Given data below:

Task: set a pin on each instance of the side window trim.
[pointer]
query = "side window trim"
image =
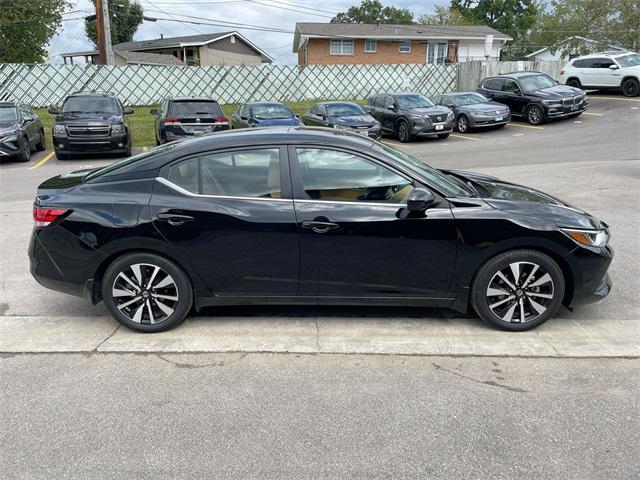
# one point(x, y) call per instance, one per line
point(299, 194)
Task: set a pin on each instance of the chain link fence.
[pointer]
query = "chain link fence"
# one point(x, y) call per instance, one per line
point(43, 85)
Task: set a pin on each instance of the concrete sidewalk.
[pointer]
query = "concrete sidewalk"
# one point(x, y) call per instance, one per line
point(560, 337)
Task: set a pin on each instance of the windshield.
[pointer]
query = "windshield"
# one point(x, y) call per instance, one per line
point(344, 110)
point(190, 108)
point(629, 60)
point(270, 111)
point(439, 180)
point(537, 82)
point(91, 104)
point(8, 113)
point(128, 161)
point(413, 101)
point(469, 99)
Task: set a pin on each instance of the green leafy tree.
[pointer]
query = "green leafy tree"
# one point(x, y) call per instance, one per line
point(125, 16)
point(372, 11)
point(26, 28)
point(512, 17)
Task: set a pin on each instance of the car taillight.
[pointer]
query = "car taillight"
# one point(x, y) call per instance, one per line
point(44, 216)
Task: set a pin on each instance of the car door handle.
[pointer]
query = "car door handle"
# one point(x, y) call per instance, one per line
point(174, 219)
point(319, 226)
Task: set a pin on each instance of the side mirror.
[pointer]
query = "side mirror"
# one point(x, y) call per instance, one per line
point(420, 199)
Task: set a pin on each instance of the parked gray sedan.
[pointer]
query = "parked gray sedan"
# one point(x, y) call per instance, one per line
point(474, 110)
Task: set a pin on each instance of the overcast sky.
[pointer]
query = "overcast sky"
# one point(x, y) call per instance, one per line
point(247, 12)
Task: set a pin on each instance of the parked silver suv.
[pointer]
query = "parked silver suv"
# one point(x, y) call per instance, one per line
point(604, 71)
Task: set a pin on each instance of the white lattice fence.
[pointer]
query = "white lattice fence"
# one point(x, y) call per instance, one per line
point(43, 85)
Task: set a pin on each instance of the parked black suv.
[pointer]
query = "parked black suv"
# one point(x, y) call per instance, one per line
point(20, 131)
point(91, 122)
point(535, 96)
point(184, 117)
point(408, 115)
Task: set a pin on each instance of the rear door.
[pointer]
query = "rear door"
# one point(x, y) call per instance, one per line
point(230, 214)
point(354, 241)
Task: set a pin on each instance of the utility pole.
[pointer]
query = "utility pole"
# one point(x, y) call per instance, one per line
point(103, 30)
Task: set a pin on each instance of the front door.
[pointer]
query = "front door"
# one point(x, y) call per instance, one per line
point(354, 240)
point(230, 215)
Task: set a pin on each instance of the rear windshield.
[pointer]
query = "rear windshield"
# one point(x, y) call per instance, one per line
point(193, 108)
point(7, 113)
point(344, 110)
point(91, 104)
point(270, 111)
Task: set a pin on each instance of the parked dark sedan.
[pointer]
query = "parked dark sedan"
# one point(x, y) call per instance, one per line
point(409, 115)
point(473, 110)
point(179, 118)
point(20, 131)
point(263, 114)
point(91, 122)
point(535, 96)
point(309, 216)
point(342, 116)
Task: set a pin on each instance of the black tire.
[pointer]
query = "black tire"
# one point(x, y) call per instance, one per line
point(630, 87)
point(462, 124)
point(487, 276)
point(574, 82)
point(179, 288)
point(41, 146)
point(535, 115)
point(403, 131)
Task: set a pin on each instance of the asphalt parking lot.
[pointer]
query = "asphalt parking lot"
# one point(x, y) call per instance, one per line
point(593, 162)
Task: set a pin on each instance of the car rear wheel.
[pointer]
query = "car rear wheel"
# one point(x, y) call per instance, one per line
point(462, 124)
point(146, 292)
point(402, 131)
point(518, 290)
point(535, 115)
point(630, 88)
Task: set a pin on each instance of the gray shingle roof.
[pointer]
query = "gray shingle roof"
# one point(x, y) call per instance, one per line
point(413, 32)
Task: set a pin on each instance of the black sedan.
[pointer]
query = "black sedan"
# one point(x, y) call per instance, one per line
point(473, 110)
point(342, 116)
point(20, 131)
point(535, 96)
point(309, 216)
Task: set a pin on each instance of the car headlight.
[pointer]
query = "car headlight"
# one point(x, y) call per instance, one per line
point(590, 238)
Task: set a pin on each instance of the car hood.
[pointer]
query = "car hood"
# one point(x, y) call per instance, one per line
point(557, 91)
point(512, 197)
point(353, 120)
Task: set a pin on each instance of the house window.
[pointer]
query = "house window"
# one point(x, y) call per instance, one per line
point(437, 52)
point(341, 47)
point(370, 46)
point(405, 46)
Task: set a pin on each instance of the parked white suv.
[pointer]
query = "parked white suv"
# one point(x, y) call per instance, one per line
point(604, 71)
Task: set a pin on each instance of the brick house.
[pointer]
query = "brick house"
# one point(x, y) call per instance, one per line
point(340, 43)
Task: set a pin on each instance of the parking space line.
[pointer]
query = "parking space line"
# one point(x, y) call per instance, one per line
point(43, 161)
point(598, 97)
point(524, 126)
point(466, 137)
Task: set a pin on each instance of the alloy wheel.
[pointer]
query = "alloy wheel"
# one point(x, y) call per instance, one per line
point(520, 292)
point(145, 293)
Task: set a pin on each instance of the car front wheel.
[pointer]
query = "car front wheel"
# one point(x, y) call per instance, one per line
point(146, 292)
point(518, 290)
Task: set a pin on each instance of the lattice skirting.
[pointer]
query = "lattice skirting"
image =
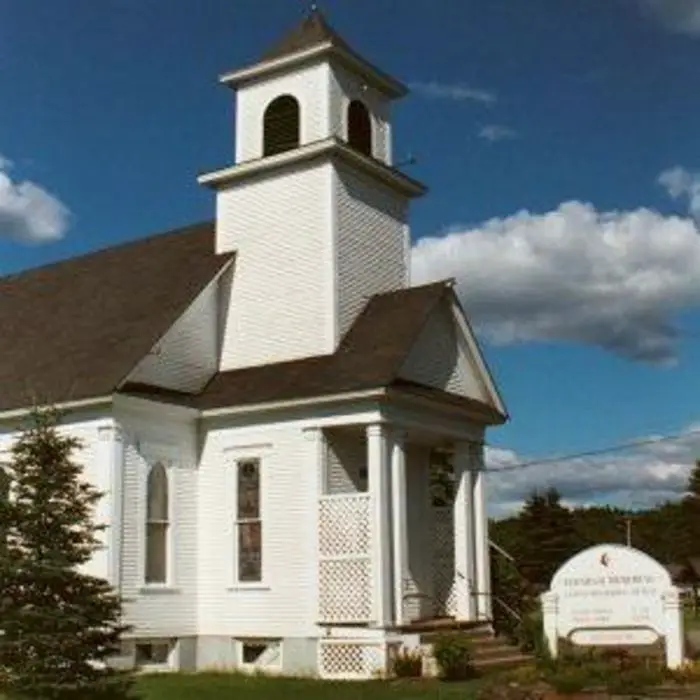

End of Given data.

● Task
Copy out every line above, word for word, minus images.

● Task response
Task: set a pin on each instance of the side window trim.
[pointer]
query = "side window trim"
image =
# one point(x, y) call per instance, one per line
point(299, 194)
Task: set a pin on each instance of the chain link fence.
[pointer]
query = "chain link fence"
# one point(x, y) call per instance, one per line
point(43, 85)
Task: set a pin on each instance of the concrete sidewalk.
[pointer]
query = "concrete sidewalk"
# one point(x, y) call per instance, one per line
point(560, 337)
Task: set a pin on each instance of the windshield.
[pointer]
query = "windshield"
# one point(x, y) call per instance, one per line
point(344, 110)
point(190, 108)
point(629, 60)
point(270, 111)
point(439, 180)
point(537, 82)
point(91, 104)
point(8, 113)
point(128, 161)
point(413, 101)
point(469, 99)
Task: set a pin on each instance of the green leafy tree.
[pointer]
query = "green leafy tree"
# one point(x, y) call per instance, one per line
point(125, 16)
point(372, 11)
point(26, 28)
point(512, 17)
Task: set a pin on each instance of the car taillight.
[pointer]
query = "car taillight"
# one point(x, y) call per instance, one per line
point(44, 216)
Task: set a pin on each instance of the car door handle.
[pointer]
query = "car door handle"
# one point(x, y) call per instance, one per line
point(174, 219)
point(319, 226)
Task: set a pin on each instance of the side mirror.
[pointer]
query = "side mirror"
# one point(x, y) call per instance, one per line
point(420, 199)
Task: set a pin on each instance of the parked gray sedan.
[pointer]
query = "parked gray sedan"
# one point(x, y) call per instance, one per line
point(474, 110)
Task: set a pin on each instance of the overcast sky.
[pointer]
query = "overcast sky"
# one point(x, y) call per instance, one per line
point(247, 12)
Task: set a pin on each instance of the parked silver suv.
[pointer]
query = "parked silver suv"
# one point(x, y) call per instance, one per line
point(604, 71)
Task: set a pin on each instance of the white lattice fence.
[pointer]
query = "white lattice fence"
# one point(x, y) call per instance, one per line
point(43, 85)
Task: set a pin on each instance of the parked black suv.
[pointer]
query = "parked black suv"
# one point(x, y) call per instance, one per line
point(20, 131)
point(91, 122)
point(535, 96)
point(184, 117)
point(408, 115)
Task: set a pin on each instance of the rear door.
[pointer]
query = "rear door"
# one point(x, y) call per instance, one per line
point(230, 214)
point(354, 241)
Task: set a pin on each instance of the utility pole.
[pointer]
query = "utility pole"
# one point(x, y) call per instance, one per line
point(103, 30)
Task: set a pin on each instance of the front door.
[pointer]
query = "front door"
# one point(x, y) call per instance, one per line
point(354, 240)
point(230, 215)
Task: set a pin on each instance of the rear windshield.
[pointer]
query = "rear windshield"
# one point(x, y) call per instance, one per line
point(193, 108)
point(7, 113)
point(344, 110)
point(91, 104)
point(270, 111)
Task: set a pin on each instance of the parked dark sedan.
[pointer]
query = "parked dark sedan"
# one point(x, y) call per instance, one per line
point(409, 115)
point(473, 110)
point(179, 118)
point(20, 131)
point(263, 114)
point(91, 122)
point(535, 96)
point(309, 216)
point(342, 116)
Task: set a pin on each instance of the black tire.
[pointer]
query = "black tire"
# one point(x, y) call per instance, one per line
point(630, 87)
point(462, 124)
point(487, 276)
point(574, 82)
point(179, 288)
point(41, 146)
point(535, 115)
point(403, 131)
Task: set a pin on each instance of the asphalt parking lot.
[pointer]
query = "asphalt parking lot"
# one point(x, y) call per instance, one per line
point(593, 162)
Task: set a pin on each instance of the car rear wheel.
[pointer]
query = "car rear wheel"
# one point(x, y) call per instance, one per line
point(462, 124)
point(146, 292)
point(402, 131)
point(518, 290)
point(535, 115)
point(630, 88)
Task: set a pin on each instance of the gray shingle roof.
[pointer]
query = "gray shingle roof"
# one point(x, y) call per instance, one per line
point(413, 32)
Task: set a pin on each instance of the black sedan.
[pointer]
query = "black sedan"
# one point(x, y) call per instance, one per line
point(473, 110)
point(342, 116)
point(20, 131)
point(535, 96)
point(309, 216)
Task: set a pin on each instance of the car headlight.
[pointer]
query = "car headlight"
# one point(x, y) call per instance, one per line
point(590, 238)
Task: set a pin on each instance of the car hood.
[pointer]
query = "car hood"
# one point(x, y) call per instance, one per line
point(557, 91)
point(512, 197)
point(353, 120)
Task: set a pin on each instance of the house window.
[pointer]
query = "house window"
# one point(x, y) call per instance, one per line
point(437, 52)
point(341, 47)
point(370, 46)
point(405, 46)
Task: set a pin on each instance of the parked white suv.
[pointer]
query = "parked white suv"
# one point(x, y) call per instance, one per line
point(604, 71)
Task: set a pin on each instance of the brick house.
[pointer]
query = "brick house"
# one point(x, y) call per instance, one per line
point(340, 43)
Task: set a pin on each instance of the parking space line.
[pointer]
query = "parking space line"
# one point(x, y) call per instance, one per line
point(43, 161)
point(598, 97)
point(524, 126)
point(466, 137)
Task: set a pin on each instance of the alloy wheel.
[pointer]
query = "alloy wheel"
# one point(x, y) call per instance, one per line
point(520, 292)
point(145, 293)
Task: set a pin on each instance of the car front wheel.
[pointer]
query = "car front wheel"
# one point(x, y) call per instance, one per line
point(146, 292)
point(518, 290)
Task: set a pin on each instance of the lattice skirting.
[pointer]
query = "lattice skirting"
image =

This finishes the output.